**Problems to work on**:
[a] According to the article about dancer Homer Avila, since what year has Victoria Marks known him?
[b] Return the passage of the article about dancer Homer Avila between "BY CYNTHIA LEE" and "with his vaults.", inclusive.

BY CYNTHIA LEE
UCLA Today Staff
He stands alone on stage, sinewy muscles tensed
against the amplified sound of a single note. Suddenly, as the
music starts to race, he catapults himself across the wide space,
tumbling with limbs flying, defying gravity with his vaults.
He lies on his side, his profile silhouetted against the floor.
With limbs pumping wildly, he desperately runs in place.
Dancer Homer Avila has been “running”
ever since cancer took his right leg and part of his hip. Nearly
two years after amputation changed his life, Avila, a top professional
dancer based in New York, has redefined what he can achieve
with his new body and has rediscovered virtuosity.
“I’m
much further along now than I ever thought I could be,”
Avila told students, faculty and visitors filling the seats
and spilling onto the floor of the dance studio in the Kinross
Building to learn about dance and disability. “What has
impressed me most about this human organism – this corpus
that is us – is that you may alter it in so many ways,
but it still has this incredible drive to have this expression
of life.”
To tap that primal drive, Avila turned to Victoria
Marks, associate professor of choreography at World Arts and
Cultures, who made “Solo,” a choreo-portrait of
this soft-spoken young man whose inner ferocity and rage against
death’s near-intrusion in his life literally propel him
to dance.
“I’ve known Homer since 1978 when
we were both aspiring dancers. We were part of the New York
downtown dance community,” Marks recalled. Fellow dancers
ached for Avila, who had decided to continue his stellar career,
one spent dancing with such luminaries as Twyla Tharp and Bill
T. Jones.
“He was a virtuoso dancer with a ‘normal’
body who would now be a dancer with one leg,” Marks explained.
“We were looking at a phenomenon that this generation
of dancers had not seen before – a man with incredible
body knowledge figuring himself out all over again.”
This was not Marks’ first experience
as a creator of dance for differently abled dancers. In 1995,
she won wide acclaim for choreography featured in a prize-winning
film, “Outside In,” produced by the BBC and the
British Arts Council. The film, which has been shown all over
the globe, showcases the dynamism of a mixed-ability professional
dance collective, Candoco, based in London.
The
company included two dancers who work in wheelchairs and another
whose legs are so foreshortened they seemed nonexistent. What
they wanted most, they told Marks, was to be visible –
in reaction to the way people avert their eyes when they first
see them. And if these dancers could be visible, they did not
want to be seen as victims, Marks said.

Recorded data
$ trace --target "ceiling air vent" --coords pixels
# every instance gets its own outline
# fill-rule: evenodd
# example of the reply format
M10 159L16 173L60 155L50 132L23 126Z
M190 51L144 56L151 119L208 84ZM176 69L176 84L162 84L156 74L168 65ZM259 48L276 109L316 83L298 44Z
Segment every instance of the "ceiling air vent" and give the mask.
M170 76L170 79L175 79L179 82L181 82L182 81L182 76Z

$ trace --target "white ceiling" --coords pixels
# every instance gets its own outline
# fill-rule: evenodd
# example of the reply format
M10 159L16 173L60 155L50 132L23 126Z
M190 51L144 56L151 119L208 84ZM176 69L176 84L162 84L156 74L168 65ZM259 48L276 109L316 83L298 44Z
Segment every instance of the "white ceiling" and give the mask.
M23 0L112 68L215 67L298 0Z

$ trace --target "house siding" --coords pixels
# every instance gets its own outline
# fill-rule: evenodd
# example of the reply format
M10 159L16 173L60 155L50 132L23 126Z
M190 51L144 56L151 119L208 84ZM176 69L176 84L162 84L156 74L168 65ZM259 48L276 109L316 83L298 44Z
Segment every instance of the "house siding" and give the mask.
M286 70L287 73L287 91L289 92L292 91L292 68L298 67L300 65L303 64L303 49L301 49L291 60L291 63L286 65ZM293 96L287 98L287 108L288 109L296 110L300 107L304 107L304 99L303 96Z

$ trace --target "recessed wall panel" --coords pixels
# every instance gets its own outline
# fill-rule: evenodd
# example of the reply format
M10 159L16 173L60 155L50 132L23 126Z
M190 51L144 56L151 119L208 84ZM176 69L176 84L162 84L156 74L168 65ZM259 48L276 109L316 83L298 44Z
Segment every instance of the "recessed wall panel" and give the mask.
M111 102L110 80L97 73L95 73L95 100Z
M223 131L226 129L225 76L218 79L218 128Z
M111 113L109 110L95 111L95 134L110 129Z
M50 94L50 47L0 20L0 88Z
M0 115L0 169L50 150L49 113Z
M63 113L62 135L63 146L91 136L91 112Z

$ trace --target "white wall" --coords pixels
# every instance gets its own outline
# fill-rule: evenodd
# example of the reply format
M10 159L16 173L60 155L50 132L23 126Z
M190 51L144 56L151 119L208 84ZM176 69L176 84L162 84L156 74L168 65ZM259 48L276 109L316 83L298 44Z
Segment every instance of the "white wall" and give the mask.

**Exercise answers**:
[a] Since 1978.

[b]
BY CYNTHIA LEE
UCLA Today Staff
He stands alone on stage, sinewy muscles tensed
against the amplified sound of a single note. Suddenly, as the
music starts to race, he catapults himself across the wide space,
tumbling with limbs flying, defying gravity with his vaults.